#### EXERCISE DESCRIPTION
Reproduce word for word the part of the passage below on data.table's unsafe R C API calls that runs between "Unfortunately, the LCONS" and "containing the numbers.", inclusive.

** start of GIVEN PASSAGE **

Problem (the only instance in data.table):

   SEXP s = PROTECT(allocList(2));
   SET_TYPEOF(s, LANGSXP);
// ^^^^^^^^^^ unsafe operation, could be used to corrupt objects
   SETCAR(s, install("format.POSIXct"));
   SETCAR(CDR(s), column);

Solutions:

// for fixed-size calls with contents known ahead of time
SEXP s = lang2(install("format.POSIXct"), column);

or:

// partially pre-populate
SEXP s = lang2(install("format.POSIXct"), R_NilValue);
// later, when 'column' is known:
SETCAR(CDR(s), column);

or:

// allocate a call with 'n' elements
SEXP call = lcons(R_NilValue, allocList(n - 1));

or:

// in R >= 4.4.1 only:
SEXP call = allocLang(n);

Unfortunately, the LCONS macro didn’t work with #define R_NO_REMAP prior to R-4.4, because it expanded to lcons() instead of Rf_lcons().

Status in data.table: fixed in #6313.

Strings as C arrays of CHARSXP values: STRING_PTR

From the point of view of R code, strings are very simple things, much like numbers: they live in atomic vectors and can be directly compared with other objects. It is only natural to desire to work with them as easily from C code as it’s possible with other atomic types, where functions REAL(), INTEGER(), or COMPLEX() can be used to access the buffer containing the numbers.

** end of GIVEN PASSAGE **
** start of PROVIDED MATERIAL **

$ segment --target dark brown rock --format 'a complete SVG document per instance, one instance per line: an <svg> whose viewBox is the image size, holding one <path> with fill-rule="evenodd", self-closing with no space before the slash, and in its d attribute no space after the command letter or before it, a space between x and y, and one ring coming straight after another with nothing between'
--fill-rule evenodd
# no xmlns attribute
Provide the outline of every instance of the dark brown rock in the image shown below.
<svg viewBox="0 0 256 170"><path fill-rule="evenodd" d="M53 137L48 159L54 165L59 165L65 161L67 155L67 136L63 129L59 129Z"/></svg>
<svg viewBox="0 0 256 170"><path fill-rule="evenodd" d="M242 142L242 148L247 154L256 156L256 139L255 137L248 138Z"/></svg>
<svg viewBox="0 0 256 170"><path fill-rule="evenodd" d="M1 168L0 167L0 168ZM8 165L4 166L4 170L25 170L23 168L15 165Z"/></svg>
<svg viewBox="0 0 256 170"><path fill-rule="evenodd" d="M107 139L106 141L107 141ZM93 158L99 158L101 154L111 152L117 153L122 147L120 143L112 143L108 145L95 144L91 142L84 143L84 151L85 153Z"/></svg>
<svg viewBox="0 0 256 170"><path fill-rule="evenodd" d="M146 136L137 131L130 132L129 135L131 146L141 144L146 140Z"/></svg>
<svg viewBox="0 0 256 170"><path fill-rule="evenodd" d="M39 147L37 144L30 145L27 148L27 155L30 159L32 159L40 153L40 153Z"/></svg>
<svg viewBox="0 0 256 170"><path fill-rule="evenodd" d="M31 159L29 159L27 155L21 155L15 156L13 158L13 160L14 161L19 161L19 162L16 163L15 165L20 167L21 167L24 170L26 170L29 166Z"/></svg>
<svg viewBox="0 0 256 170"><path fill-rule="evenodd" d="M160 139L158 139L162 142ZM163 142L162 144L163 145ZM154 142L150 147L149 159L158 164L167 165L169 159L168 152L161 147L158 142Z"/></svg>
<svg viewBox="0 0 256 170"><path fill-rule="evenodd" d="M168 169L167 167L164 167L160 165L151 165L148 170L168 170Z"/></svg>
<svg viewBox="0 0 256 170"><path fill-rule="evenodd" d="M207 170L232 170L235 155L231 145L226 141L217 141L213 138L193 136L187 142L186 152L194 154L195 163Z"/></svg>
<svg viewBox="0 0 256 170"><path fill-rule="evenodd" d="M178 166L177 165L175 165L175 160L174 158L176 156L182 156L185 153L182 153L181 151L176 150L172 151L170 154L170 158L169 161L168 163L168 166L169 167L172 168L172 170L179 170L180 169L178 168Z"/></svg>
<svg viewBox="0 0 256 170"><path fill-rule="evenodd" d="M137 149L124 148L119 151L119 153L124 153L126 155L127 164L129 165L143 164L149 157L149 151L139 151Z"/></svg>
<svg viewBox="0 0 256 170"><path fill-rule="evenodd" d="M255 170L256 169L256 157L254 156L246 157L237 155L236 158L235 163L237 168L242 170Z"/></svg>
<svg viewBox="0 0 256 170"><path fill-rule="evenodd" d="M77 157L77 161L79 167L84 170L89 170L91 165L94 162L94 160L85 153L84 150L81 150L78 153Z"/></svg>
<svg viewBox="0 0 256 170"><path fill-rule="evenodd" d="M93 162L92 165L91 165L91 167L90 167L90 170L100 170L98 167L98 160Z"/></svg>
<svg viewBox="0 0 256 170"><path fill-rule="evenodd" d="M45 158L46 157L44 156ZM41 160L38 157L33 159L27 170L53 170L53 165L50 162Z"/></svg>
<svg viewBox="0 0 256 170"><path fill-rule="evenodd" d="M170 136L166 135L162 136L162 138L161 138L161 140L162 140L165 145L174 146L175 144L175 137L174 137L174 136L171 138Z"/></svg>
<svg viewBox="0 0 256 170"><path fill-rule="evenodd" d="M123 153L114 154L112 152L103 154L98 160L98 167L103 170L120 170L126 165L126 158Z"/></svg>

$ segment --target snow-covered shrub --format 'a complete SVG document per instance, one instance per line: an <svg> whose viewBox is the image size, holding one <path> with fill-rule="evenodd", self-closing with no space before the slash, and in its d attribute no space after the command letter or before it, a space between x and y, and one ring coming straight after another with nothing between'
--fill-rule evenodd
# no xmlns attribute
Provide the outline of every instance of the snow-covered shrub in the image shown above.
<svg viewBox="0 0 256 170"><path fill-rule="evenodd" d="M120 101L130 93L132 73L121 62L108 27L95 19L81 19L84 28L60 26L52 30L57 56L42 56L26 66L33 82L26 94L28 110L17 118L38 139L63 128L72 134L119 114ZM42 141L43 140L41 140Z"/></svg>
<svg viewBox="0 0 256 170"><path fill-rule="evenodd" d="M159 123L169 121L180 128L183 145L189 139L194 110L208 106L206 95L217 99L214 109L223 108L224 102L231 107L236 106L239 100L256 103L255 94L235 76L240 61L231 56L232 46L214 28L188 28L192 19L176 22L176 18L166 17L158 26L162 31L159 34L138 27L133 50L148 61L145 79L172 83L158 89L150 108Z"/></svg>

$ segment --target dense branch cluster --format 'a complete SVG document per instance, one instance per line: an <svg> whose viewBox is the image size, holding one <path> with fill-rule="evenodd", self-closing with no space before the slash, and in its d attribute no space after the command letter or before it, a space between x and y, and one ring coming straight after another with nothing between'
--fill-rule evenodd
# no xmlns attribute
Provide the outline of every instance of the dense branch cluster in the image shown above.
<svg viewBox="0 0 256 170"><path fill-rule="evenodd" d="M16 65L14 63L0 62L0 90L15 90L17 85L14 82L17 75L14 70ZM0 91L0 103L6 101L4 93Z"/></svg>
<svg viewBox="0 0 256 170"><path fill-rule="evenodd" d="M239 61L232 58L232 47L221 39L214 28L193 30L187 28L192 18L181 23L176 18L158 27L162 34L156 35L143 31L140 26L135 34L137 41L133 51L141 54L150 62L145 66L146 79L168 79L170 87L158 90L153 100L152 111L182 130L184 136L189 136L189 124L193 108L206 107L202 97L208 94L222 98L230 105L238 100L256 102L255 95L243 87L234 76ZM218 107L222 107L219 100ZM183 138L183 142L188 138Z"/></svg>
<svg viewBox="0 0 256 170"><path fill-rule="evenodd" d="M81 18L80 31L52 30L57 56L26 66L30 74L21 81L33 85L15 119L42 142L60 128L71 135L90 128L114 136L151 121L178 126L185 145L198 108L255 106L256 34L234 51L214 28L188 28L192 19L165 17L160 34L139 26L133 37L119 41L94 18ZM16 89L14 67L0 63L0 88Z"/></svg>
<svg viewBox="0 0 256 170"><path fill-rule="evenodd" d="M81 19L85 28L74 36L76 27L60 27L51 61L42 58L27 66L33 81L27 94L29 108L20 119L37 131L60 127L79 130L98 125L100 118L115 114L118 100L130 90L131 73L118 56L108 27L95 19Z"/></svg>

** end of PROVIDED MATERIAL **

#### ANSWER TO THE EXERCISE
Unfortunately, the LCONS macro didn’t work with #define R_NO_REMAP prior to R-4.4, because it expanded to lcons() instead of Rf_lcons().

Status in data.table: fixed in #6313.

Strings as C arrays of CHARSXP values: STRING_PTR

From the point of view of R code, strings are very simple things, much like numbers: they live in atomic vectors and can be directly compared with other objects. It is only natural to desire to work with them as easily from C code as it’s possible with other atomic types, where functions REAL(), INTEGER(), or COMPLEX() can be used to access the buffer containing the numbers.